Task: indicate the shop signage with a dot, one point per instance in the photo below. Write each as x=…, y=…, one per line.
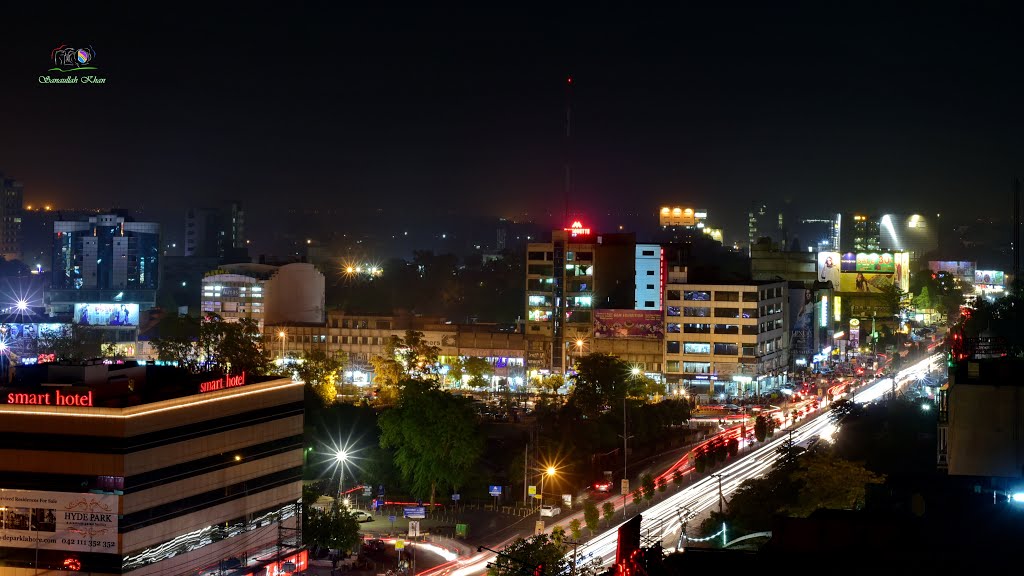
x=227, y=381
x=50, y=399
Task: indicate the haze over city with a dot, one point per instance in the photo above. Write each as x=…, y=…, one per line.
x=425, y=118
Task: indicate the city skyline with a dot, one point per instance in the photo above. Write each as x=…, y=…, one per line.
x=427, y=115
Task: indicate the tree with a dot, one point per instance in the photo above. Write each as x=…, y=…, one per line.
x=524, y=554
x=435, y=438
x=334, y=528
x=479, y=371
x=320, y=372
x=601, y=379
x=591, y=516
x=608, y=511
x=830, y=483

→ **What the task asks**
Reproduce every line above exactly, pictures excluded.

→ **Expected answer**
Task: indicate the shop signage with a dot, one point per instance in the photo below. Write each as x=…, y=…, one per line.
x=227, y=381
x=50, y=399
Task: indicate the haze over city with a dot, one point per instance in the photo above. Write each as x=…, y=…, one per line.
x=425, y=118
Task: indicate the city skyline with a dot, one point per instance in the photo above. Write each as x=…, y=…, one per line.
x=427, y=115
Task: indicate the tree with a dot, one point per instance in the photo above. Write each as x=…, y=…, one per line.
x=524, y=554
x=435, y=438
x=334, y=528
x=479, y=371
x=320, y=372
x=601, y=379
x=591, y=516
x=608, y=511
x=830, y=483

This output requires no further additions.